LISTED ENTRIES
****

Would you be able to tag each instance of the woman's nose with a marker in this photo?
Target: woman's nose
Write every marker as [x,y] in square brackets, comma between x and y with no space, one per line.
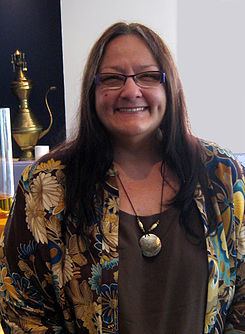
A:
[130,89]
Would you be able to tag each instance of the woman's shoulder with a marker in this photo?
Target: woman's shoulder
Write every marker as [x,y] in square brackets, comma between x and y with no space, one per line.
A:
[216,157]
[214,150]
[47,168]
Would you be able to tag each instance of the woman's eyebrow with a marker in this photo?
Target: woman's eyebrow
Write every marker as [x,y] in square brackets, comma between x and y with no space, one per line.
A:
[121,69]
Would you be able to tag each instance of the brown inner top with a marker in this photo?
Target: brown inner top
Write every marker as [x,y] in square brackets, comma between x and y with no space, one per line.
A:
[165,293]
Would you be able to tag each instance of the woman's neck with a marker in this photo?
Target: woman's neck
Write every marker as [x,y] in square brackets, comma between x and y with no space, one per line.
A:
[137,157]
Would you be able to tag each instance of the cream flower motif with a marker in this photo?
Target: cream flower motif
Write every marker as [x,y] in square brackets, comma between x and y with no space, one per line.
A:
[68,268]
[110,234]
[241,243]
[46,190]
[35,219]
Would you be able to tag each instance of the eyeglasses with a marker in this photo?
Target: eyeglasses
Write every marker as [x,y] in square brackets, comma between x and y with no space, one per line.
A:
[116,80]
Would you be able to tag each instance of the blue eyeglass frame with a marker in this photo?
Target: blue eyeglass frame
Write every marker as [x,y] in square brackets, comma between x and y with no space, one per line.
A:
[162,80]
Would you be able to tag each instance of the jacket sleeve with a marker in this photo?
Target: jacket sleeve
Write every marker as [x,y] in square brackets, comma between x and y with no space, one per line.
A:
[236,317]
[28,289]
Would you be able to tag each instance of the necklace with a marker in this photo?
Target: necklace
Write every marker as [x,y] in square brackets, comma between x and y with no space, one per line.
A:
[149,243]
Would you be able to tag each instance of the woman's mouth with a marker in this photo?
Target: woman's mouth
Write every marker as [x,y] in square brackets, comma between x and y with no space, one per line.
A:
[131,110]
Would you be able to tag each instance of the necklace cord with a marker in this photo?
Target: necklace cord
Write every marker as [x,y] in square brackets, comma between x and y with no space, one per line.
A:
[154,225]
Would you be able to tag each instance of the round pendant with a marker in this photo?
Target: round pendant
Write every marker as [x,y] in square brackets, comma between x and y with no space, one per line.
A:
[150,244]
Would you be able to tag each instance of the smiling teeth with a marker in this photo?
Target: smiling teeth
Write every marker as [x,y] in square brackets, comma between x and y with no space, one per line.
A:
[131,109]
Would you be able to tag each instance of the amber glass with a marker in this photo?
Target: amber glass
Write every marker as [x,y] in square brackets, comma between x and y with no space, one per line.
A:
[6,167]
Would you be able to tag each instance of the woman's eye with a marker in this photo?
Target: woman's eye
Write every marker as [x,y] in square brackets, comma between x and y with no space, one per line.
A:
[111,78]
[149,77]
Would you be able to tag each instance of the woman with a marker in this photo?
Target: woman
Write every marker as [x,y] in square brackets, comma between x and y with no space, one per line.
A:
[175,263]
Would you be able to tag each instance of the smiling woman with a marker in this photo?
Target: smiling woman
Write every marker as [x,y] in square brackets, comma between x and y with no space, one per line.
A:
[135,215]
[131,107]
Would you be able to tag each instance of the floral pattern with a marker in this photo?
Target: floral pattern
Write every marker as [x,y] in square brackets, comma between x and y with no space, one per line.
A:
[52,281]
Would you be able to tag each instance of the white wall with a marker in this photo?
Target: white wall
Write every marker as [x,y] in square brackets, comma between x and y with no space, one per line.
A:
[211,60]
[84,21]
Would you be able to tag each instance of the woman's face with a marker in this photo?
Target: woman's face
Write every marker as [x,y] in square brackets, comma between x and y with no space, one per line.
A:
[131,111]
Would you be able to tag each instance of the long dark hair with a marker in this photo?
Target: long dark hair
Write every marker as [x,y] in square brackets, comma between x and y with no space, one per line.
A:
[90,154]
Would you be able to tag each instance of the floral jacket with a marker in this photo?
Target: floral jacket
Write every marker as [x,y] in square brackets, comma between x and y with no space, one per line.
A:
[53,281]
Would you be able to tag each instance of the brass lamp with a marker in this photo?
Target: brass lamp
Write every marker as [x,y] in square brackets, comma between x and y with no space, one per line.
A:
[25,128]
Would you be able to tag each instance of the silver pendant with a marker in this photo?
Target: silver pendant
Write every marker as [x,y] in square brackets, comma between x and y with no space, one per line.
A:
[150,244]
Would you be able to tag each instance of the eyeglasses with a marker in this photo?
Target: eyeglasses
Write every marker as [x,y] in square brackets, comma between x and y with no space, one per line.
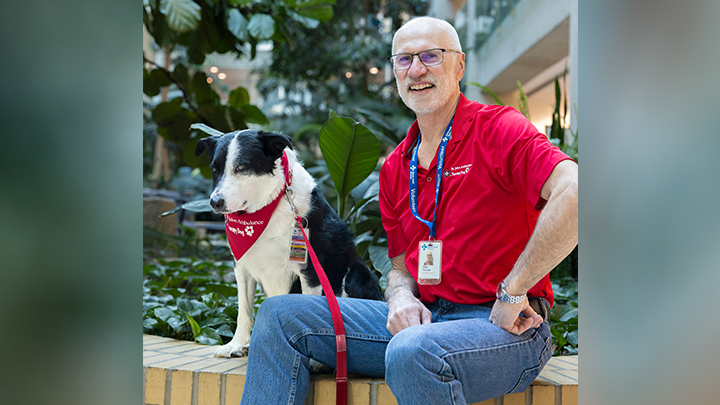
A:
[430,57]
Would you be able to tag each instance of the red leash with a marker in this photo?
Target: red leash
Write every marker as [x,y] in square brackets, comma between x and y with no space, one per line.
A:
[339,327]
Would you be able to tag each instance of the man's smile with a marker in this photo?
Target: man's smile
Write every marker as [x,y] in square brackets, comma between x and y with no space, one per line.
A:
[421,86]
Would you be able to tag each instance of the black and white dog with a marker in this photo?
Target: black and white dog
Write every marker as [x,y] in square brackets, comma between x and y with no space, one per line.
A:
[248,175]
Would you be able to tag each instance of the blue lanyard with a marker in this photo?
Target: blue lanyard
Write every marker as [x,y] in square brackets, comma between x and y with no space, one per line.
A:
[413,178]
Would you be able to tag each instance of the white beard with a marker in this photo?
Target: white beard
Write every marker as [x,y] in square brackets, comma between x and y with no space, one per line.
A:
[436,98]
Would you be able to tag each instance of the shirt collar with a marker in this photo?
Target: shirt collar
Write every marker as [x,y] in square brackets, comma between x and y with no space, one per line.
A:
[464,114]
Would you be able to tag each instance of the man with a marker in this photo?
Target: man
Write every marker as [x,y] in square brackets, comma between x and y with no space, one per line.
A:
[442,337]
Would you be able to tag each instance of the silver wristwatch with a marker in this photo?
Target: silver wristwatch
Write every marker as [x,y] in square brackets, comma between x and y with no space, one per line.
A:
[503,296]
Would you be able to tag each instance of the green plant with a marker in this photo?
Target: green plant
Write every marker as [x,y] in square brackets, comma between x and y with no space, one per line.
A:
[564,316]
[191,299]
[187,31]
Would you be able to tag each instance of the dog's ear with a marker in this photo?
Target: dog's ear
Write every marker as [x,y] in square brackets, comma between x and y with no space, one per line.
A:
[206,143]
[273,144]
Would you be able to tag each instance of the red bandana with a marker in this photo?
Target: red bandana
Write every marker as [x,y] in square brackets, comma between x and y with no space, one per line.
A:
[244,229]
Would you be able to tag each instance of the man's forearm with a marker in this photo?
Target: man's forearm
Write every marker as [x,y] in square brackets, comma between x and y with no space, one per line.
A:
[399,279]
[555,235]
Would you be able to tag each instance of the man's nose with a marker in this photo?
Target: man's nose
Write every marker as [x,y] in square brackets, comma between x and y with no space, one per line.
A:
[416,68]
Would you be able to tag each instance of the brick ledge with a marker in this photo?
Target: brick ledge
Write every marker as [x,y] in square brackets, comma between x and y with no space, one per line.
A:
[185,373]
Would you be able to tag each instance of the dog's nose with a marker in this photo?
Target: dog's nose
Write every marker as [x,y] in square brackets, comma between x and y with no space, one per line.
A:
[217,202]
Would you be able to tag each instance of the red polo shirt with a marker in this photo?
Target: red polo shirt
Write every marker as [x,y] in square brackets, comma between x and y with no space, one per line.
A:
[495,165]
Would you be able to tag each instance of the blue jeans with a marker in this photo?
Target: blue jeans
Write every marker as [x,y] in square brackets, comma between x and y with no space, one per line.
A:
[459,358]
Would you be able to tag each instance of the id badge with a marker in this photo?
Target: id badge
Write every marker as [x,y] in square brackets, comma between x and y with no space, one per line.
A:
[298,247]
[430,262]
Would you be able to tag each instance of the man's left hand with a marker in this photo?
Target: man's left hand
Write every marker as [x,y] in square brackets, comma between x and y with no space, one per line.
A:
[507,316]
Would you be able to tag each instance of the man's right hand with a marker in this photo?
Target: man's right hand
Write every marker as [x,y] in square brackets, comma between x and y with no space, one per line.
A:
[404,311]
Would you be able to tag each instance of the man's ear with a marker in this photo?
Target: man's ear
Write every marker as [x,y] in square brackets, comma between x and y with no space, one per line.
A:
[461,67]
[206,143]
[273,144]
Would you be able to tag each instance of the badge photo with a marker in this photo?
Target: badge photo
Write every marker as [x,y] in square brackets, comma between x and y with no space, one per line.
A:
[430,262]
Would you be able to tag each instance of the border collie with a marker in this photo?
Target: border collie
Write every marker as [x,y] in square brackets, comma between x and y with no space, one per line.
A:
[248,174]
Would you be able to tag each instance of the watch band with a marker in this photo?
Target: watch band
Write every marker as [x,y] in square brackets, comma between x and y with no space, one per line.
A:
[503,296]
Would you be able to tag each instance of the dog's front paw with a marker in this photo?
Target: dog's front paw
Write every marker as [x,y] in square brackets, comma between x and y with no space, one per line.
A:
[232,350]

****

EXERCISE AIM
Write out exactly the lines from the line holding "Would you be able to tag each instance of the border" through the last line of the data, and nothing besides those lines.

CORRECT RESULT
Would you be able to tag each instance of the border collie with a marker in this photo?
Target: border collie
Write every marker as [x,y] in square brackets, comma between x and y with no space, one per line.
A:
[248,174]
Would you be able to tag each instance of the watch band with a marker in this photo?
Target: watch band
Write every marker as [x,y] in square brackets, comma between x and y with no space, one per line.
A:
[503,296]
Would you be able to tag each instance of the dog's front paw with a marker in this photo?
Target: dog's front paw
Write every marker as [x,y] in square brackets, comma between x and y with no space, one per line.
A:
[232,350]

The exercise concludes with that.